Your goal » Reproduce each line exactly, including spacing and punctuation.

>>>>>

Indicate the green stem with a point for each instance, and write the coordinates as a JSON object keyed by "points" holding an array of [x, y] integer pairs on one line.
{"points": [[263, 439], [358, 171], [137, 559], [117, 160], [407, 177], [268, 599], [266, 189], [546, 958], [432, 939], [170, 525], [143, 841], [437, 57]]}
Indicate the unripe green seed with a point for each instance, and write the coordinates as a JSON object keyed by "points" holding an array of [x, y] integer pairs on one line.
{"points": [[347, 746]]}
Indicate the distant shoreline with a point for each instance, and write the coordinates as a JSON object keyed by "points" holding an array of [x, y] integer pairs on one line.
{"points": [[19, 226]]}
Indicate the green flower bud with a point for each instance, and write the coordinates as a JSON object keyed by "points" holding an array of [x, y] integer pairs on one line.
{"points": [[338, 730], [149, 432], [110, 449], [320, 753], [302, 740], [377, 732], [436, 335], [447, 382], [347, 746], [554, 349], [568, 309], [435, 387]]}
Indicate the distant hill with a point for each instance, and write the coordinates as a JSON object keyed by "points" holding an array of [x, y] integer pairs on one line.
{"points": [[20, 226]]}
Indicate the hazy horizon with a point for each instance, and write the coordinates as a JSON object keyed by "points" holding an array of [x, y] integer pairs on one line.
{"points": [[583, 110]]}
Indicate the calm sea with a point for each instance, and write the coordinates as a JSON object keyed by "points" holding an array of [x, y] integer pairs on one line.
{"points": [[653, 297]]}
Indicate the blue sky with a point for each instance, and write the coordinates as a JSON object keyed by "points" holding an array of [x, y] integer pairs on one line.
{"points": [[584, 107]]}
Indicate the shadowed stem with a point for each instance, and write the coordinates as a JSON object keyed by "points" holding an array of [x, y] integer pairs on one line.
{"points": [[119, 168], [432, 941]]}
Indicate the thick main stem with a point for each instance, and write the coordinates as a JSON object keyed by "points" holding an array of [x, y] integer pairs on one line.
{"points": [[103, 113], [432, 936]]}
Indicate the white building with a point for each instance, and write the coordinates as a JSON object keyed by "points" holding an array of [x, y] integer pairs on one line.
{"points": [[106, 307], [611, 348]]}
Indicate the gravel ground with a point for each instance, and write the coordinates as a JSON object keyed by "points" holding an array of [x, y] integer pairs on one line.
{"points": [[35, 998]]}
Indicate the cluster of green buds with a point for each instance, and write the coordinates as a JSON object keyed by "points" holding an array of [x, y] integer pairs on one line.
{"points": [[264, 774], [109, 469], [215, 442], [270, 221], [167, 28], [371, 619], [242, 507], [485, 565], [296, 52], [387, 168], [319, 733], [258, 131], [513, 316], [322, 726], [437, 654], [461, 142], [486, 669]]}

<<<<<

Full output »
Indicate the green stem with a point for each instance, and write the coordinates as a JSON object keyed by "points" holding an array of [x, y] integer pairs on one line.
{"points": [[263, 439], [358, 171], [137, 559], [117, 160], [407, 177], [268, 599], [266, 189], [546, 958], [432, 939], [170, 525], [143, 841], [437, 57]]}
Indicate the unripe green seed with a point for each instance, and write the coordinates as a JSON object keyed by "points" holding an array of [x, y] integer pairs on one line.
{"points": [[347, 746]]}
Indicate the distant shoreline with a point for each instance, and write the coordinates as a JSON object keyed by "points" holding an array of [x, y] integer pairs on one line.
{"points": [[19, 226]]}
Indicate the green flower bud with a point for each instance, and write the coordinates as a JSON object keyed by "points" holding an array of [x, y] integer pairs on one line.
{"points": [[338, 730], [149, 432], [110, 449], [320, 753], [302, 740], [377, 732], [436, 335], [447, 382], [347, 746], [554, 349], [568, 309], [435, 387]]}
Indicate the distant hill with a point for each instance, and write the coordinates as a JSON object keyed by "points" holding an array of [x, y] integer pairs on one line.
{"points": [[20, 226]]}
Indicate the hazy horizon with a point for each instance, and write the coordinates as a JSON object keyed by "points" holding an array of [x, y] integer pairs on one line.
{"points": [[583, 110]]}
Indicate the calm sea with a point for each instance, and write the coordinates as a JSON object keyed by "points" holding an array of [x, y] integer pairs on one line.
{"points": [[653, 297]]}
Indicate the blue sky with a point for each instance, and write the coordinates as a JSON object keyed by "points" holding an array of [x, y] integer pairs on one line.
{"points": [[584, 107]]}
Indicate the shadowed stem with a point for each instance, and write the coordinates as a JSON object keyed by "points" holding an array of [x, y] integer pairs on one line.
{"points": [[119, 168], [432, 941]]}
Indicate the thick main stem with a point for each instance, and write the coordinates as a JSON object keyed by "points" holding an array of [x, y] integer pairs on one line.
{"points": [[103, 113], [432, 936]]}
Indicate the white building with a point for each instance, and write the coordinates as a JSON object keyed by "points" holding an array of [x, y] integer pairs on one line.
{"points": [[106, 307], [611, 348]]}
Indicate the gravel ground with a point for each instance, and write the coordinates as a JSON object keyed by "points" holding an array of [x, y] integer pairs on one line.
{"points": [[35, 998]]}
Indicate the cluster of green buds with a point for each instance, and write the coordinates as a JSON object keyed by "points" holding an array of [x, y] integer pairs on one line.
{"points": [[264, 774], [109, 469], [215, 442], [270, 221], [167, 28], [371, 619], [242, 507], [485, 565], [296, 52], [387, 168], [319, 733], [258, 131], [513, 316], [322, 726], [437, 654], [461, 142], [486, 669]]}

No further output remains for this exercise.